Document section:
Mr Local, directed by Rajesh and starring Sivakarthikeyan and Nayanthara, will leave you utterly stupefied.

Direction: Rajesh

Cast: Sivakarthikeyan, Nayanthara, Satish, Yogi Babu, Robo Shankar

One has to be visibly unlettered and tone deaf in order to make a film like Mr Local. Let us assume that in this day and age, one is capable of turning a blind eye towards objectifying women; that it is possible to portray men as creepy and misogynistic in the name of ‘love’; that taking jabs at popular movements in social media like #MeToo without any reference or merit to the joke is cool for its own sake. Let’s just postulate that ‘artistic freedom’ means all of the above can pass and end up recorded in a camera for later viewing. But is there not a duty for the makers of such films to maintain a semblance of class? Shouldn’t jokes rise above the lowest of common denominators and have more sophistication while taking equal amounts of pokes at men?

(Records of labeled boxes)
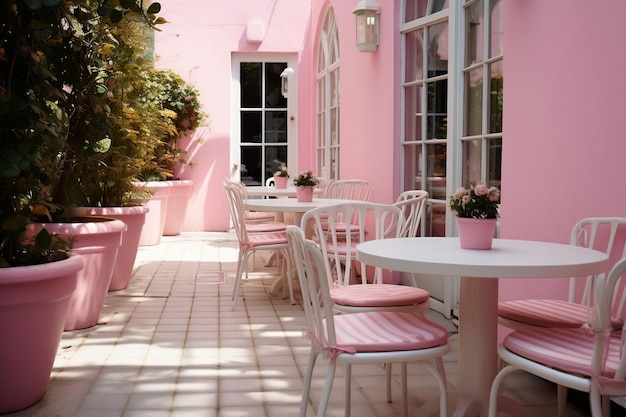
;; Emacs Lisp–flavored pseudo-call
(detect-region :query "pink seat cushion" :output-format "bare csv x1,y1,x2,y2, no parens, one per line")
245,211,276,221
334,311,448,352
503,328,626,384
330,284,430,307
248,232,287,246
246,222,287,233
498,299,622,329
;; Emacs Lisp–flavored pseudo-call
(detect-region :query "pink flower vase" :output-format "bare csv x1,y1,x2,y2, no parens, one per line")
296,186,313,203
456,217,498,250
274,176,289,190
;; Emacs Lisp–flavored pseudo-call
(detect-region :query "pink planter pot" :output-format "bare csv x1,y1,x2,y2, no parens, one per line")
27,217,126,330
0,255,84,414
456,217,498,250
74,206,149,291
163,180,193,236
296,186,314,203
135,181,172,246
274,176,289,190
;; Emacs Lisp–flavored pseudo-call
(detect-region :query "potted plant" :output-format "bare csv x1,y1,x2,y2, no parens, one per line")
293,171,320,202
274,162,289,189
450,183,500,249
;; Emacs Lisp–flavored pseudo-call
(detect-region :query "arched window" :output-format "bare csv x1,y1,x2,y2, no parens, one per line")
316,7,340,181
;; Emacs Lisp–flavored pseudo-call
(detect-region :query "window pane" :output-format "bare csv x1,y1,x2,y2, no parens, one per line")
489,0,504,57
404,29,424,82
265,146,289,178
404,144,425,190
465,0,485,67
241,111,263,143
425,143,446,200
489,61,504,133
426,80,448,139
487,139,502,188
428,20,448,77
239,62,262,108
404,85,423,141
463,68,483,136
241,146,262,185
265,111,287,143
265,62,287,108
463,139,482,186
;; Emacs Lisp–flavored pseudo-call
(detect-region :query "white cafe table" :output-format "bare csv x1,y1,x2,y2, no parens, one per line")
246,185,322,197
357,237,609,417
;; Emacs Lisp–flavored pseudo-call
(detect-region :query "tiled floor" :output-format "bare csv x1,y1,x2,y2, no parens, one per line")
0,233,604,417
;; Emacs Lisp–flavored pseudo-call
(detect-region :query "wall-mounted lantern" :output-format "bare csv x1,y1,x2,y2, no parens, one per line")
280,67,293,98
352,0,380,52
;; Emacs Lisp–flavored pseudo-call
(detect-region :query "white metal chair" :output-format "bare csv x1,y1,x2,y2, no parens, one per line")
393,190,428,237
224,180,295,309
498,217,626,329
287,226,450,417
489,258,626,417
301,201,430,313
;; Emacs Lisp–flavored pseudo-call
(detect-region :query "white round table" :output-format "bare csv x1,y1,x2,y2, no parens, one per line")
357,237,609,416
246,185,322,197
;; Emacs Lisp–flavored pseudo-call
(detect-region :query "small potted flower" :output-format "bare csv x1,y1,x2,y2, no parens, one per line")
293,171,320,202
274,162,289,189
450,183,500,249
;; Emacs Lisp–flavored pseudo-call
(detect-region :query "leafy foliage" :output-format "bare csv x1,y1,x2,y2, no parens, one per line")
450,183,500,219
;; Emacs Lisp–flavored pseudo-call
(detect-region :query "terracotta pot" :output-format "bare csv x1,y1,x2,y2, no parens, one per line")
296,185,314,203
0,255,84,414
163,180,193,236
135,181,172,246
27,217,126,330
456,217,498,250
274,176,289,190
74,206,149,291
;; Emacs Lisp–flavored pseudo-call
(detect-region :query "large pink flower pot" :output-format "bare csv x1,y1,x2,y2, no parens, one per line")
74,206,149,291
135,181,172,246
28,217,126,330
163,180,193,236
0,255,84,414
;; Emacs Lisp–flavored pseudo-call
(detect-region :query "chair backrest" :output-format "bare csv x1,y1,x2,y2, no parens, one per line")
301,201,402,285
224,179,248,244
323,180,372,201
593,257,626,381
393,190,428,237
287,225,337,346
568,217,626,317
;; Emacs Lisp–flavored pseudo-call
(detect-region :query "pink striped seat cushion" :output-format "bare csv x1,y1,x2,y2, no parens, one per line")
248,232,287,246
244,211,276,221
503,328,626,385
330,284,430,307
334,311,448,352
246,222,287,233
498,299,622,329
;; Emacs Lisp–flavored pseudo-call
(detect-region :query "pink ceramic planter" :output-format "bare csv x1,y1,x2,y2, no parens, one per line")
0,255,84,414
74,206,149,291
28,217,126,330
135,181,172,246
163,180,193,236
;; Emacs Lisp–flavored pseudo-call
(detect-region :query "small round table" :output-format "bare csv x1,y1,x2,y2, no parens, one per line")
357,237,609,416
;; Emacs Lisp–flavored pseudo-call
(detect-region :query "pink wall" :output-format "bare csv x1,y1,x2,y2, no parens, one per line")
155,0,310,231
500,0,626,332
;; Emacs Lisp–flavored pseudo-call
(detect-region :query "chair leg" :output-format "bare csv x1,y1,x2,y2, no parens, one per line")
317,362,337,417
343,363,352,417
556,385,567,417
299,347,318,417
231,249,250,310
400,362,409,417
385,362,392,403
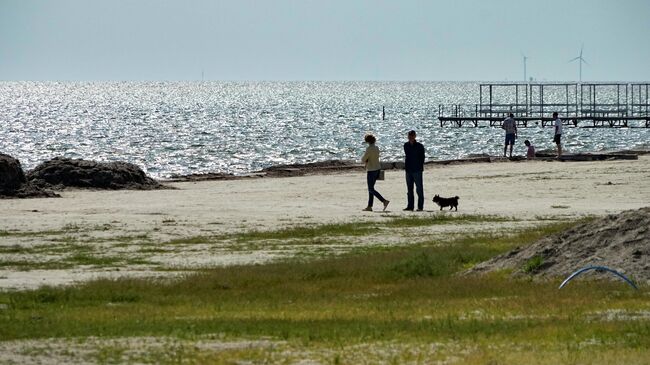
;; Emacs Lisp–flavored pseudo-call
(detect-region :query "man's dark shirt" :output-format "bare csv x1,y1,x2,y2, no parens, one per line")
404,141,424,172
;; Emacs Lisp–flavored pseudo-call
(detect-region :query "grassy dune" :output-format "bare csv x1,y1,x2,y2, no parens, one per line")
0,217,650,364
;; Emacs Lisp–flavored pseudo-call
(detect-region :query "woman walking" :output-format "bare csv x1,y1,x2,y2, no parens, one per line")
361,134,390,212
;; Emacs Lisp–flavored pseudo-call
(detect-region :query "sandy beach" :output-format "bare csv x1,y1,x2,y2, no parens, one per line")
0,155,650,289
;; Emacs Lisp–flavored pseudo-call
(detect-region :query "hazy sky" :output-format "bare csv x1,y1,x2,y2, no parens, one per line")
0,0,650,81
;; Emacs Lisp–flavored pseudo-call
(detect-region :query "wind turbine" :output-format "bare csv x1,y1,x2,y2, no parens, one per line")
569,43,589,82
520,52,530,82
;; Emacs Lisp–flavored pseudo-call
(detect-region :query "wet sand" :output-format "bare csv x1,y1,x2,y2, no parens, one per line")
0,155,650,289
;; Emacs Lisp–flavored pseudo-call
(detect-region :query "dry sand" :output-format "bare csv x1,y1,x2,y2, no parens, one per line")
0,155,650,289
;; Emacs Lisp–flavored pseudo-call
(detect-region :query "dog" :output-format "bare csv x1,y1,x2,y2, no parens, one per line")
433,194,460,211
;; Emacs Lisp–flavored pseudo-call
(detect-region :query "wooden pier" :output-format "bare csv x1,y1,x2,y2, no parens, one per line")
438,83,650,128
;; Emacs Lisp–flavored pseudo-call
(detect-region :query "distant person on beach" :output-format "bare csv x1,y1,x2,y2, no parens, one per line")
501,113,517,158
553,112,562,157
524,140,535,160
361,134,390,212
404,131,424,212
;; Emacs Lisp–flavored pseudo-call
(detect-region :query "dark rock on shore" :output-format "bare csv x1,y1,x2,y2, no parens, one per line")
26,157,166,190
0,153,59,198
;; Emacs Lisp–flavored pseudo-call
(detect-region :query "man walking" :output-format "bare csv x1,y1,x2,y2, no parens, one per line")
501,113,517,158
553,112,562,158
404,131,424,212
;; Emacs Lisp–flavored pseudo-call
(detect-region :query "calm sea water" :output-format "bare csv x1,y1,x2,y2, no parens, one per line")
0,82,650,177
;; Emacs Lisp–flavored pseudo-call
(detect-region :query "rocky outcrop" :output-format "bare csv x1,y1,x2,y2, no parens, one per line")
26,157,165,190
0,153,58,198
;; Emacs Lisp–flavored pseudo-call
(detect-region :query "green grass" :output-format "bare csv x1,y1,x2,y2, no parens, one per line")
0,220,650,364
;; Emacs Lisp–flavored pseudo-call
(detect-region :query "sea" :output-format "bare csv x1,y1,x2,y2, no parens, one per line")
0,81,650,178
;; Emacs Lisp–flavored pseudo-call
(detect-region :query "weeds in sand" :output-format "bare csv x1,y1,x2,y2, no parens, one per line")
0,218,650,363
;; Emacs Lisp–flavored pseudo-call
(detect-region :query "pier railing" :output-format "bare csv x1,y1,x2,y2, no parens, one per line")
438,83,650,128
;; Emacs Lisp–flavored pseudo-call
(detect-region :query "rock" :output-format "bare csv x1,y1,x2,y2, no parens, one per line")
0,153,27,192
0,153,59,198
26,157,165,190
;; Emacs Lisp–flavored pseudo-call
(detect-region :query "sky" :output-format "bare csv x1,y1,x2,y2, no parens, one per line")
0,0,650,81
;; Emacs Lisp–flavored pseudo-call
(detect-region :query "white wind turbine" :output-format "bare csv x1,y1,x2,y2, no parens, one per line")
520,52,530,82
569,44,589,82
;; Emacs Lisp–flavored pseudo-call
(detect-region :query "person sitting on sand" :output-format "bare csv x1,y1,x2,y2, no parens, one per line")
361,134,390,212
524,140,535,160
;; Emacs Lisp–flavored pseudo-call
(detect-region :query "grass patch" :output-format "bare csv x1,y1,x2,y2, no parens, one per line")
0,218,650,364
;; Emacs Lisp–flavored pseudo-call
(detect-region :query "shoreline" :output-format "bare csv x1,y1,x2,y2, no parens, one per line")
0,155,650,290
163,150,650,184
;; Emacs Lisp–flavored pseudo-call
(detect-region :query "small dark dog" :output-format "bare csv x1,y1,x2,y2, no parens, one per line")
433,194,460,211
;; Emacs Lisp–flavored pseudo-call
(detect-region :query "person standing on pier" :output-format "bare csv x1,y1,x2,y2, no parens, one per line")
404,130,424,212
501,113,517,158
553,112,562,158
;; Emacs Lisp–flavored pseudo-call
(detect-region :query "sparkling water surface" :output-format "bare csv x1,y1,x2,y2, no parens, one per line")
0,82,650,178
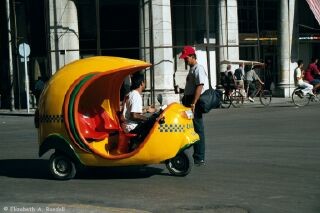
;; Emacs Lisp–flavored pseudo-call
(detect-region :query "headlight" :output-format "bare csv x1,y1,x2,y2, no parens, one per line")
181,109,194,120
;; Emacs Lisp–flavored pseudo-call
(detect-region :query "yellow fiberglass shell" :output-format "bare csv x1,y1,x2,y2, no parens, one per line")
39,56,150,144
79,103,199,166
39,57,199,166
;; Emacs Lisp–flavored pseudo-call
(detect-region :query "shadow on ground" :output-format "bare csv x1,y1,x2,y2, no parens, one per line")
0,159,165,179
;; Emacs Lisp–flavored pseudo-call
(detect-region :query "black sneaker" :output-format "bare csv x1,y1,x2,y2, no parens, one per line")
194,160,206,166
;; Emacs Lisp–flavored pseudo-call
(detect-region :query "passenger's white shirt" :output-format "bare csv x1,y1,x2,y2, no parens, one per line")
294,67,303,86
121,90,142,132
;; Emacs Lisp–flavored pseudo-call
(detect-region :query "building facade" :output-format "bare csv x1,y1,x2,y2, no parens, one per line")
0,0,320,110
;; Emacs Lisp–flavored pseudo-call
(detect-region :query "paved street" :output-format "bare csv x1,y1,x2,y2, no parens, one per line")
0,102,320,213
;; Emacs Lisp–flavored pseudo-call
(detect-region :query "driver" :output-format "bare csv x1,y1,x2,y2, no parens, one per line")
121,73,156,148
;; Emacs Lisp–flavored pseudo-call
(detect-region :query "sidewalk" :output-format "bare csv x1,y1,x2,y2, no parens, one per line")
0,97,294,116
0,109,36,116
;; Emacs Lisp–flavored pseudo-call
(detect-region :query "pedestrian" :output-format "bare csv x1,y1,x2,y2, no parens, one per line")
179,46,209,166
244,66,264,102
294,60,314,96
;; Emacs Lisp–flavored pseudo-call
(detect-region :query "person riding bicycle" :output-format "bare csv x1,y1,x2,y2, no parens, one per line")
294,60,314,97
244,66,264,102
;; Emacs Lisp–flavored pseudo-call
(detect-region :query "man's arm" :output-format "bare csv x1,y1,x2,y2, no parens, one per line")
191,84,203,111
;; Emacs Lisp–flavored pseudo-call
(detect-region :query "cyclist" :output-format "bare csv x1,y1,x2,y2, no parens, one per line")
294,60,314,96
304,58,320,92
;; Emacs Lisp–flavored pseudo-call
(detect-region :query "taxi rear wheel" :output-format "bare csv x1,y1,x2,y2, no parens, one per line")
49,153,76,180
166,150,193,176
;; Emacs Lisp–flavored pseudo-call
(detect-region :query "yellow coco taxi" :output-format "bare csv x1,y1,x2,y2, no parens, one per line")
35,56,199,180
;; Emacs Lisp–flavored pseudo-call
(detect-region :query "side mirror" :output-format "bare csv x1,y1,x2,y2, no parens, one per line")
157,94,163,105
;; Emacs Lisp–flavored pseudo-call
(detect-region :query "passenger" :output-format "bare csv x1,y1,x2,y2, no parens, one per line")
121,74,156,145
244,66,264,102
294,60,314,96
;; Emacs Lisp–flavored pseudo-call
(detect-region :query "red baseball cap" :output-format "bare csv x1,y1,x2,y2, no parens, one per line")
179,46,196,59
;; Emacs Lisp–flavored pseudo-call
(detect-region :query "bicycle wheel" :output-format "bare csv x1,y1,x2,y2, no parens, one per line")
291,88,310,106
230,90,244,108
220,92,231,109
259,90,272,106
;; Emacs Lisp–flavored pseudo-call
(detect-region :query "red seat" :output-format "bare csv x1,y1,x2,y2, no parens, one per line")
78,107,120,140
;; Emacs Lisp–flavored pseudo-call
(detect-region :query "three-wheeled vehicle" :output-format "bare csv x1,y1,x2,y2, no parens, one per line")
35,56,199,180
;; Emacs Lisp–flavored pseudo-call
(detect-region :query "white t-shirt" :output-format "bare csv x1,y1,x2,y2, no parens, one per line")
121,90,142,132
184,64,209,95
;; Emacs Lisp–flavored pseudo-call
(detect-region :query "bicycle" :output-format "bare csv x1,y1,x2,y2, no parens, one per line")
217,85,231,109
247,81,272,106
230,87,245,108
291,87,320,106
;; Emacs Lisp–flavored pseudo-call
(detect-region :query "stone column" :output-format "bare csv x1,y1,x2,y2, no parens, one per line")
218,0,239,72
140,0,179,104
49,0,79,74
276,0,297,97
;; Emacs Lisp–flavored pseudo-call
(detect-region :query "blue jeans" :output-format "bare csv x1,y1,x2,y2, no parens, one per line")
193,106,206,161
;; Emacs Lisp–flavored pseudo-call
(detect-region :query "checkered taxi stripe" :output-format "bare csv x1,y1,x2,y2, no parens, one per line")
39,115,63,123
159,124,188,132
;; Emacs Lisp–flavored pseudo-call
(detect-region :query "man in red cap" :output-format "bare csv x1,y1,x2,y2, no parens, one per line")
179,46,209,166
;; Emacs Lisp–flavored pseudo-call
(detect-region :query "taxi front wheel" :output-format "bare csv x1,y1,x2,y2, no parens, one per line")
166,150,193,176
49,153,76,180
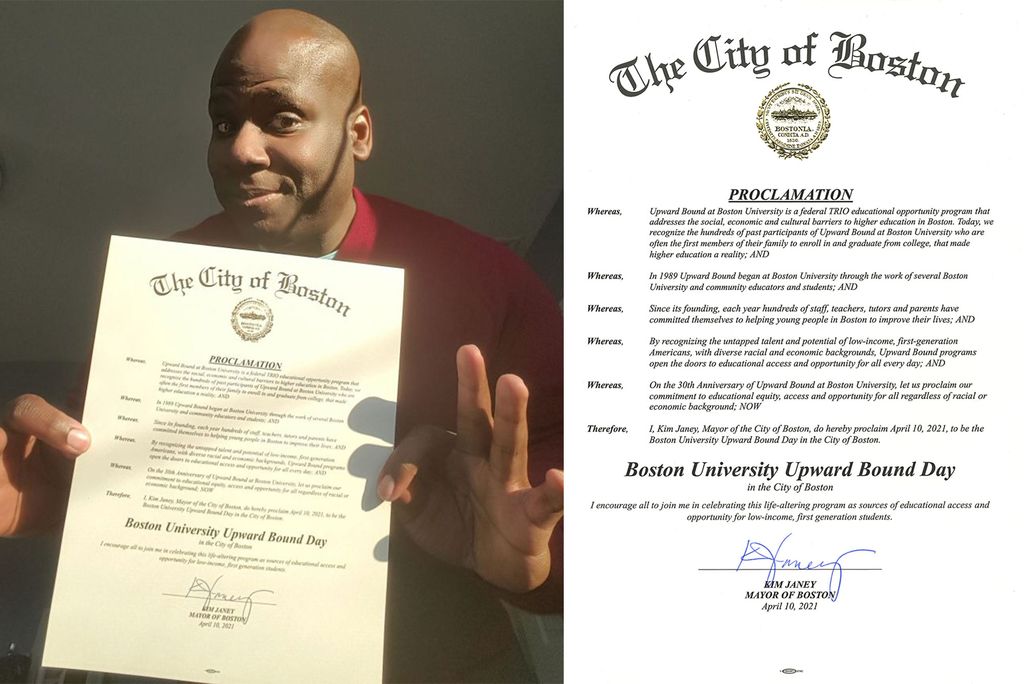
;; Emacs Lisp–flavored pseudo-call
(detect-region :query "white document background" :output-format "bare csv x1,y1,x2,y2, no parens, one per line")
44,237,402,682
565,2,1022,682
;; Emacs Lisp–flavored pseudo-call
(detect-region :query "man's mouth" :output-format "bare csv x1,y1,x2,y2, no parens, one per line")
234,187,282,208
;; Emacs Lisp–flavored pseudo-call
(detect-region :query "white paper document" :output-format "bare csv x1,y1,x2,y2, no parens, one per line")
565,2,1024,683
43,237,403,682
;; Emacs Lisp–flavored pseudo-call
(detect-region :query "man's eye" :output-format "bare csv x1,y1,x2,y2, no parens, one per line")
268,114,302,133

Direction 1: Print the passage of the Mr Local review, everything from "Direction: Rajesh" down to "pokes at men?".
Direction 2: State whether each statement agrees with the Mr Local review, answering yes or no and quoting the deciding words: (a) Rajesh directed the film. (b) Nayanthara directed the film. (c) The review refers to the #MeToo movement.
The data above play no part in this work.

Complete output 1:
Direction: Rajesh

Cast: Sivakarthikeyan, Nayanthara, Satish, Yogi Babu, Robo Shankar

One has to be visibly unlettered and tone deaf in order to make a film like Mr Local. Let us assume that in this day and age, one is capable of turning a blind eye towards objectifying women; that it is possible to portray men as creepy and misogynistic in the name of ‘love’; that taking jabs at popular movements in social media like #MeToo without any reference or merit to the joke is cool for its own sake. Let’s just postulate that ‘artistic freedom’ means all of the above can pass and end up recorded in a camera for later viewing. But is there not a duty for the makers of such films to maintain a semblance of class? Shouldn’t jokes rise above the lowest of common denominators and have more sophistication while taking equal amounts of pokes at men?

Complete output 2:
(a) Yes: "Direction: Rajesh".
(b) No: "directed by Rajesh and starring Sivakarthikeyan and Nayanthara".
(c) Yes: "taking jabs at popular movements in social media like #MeToo".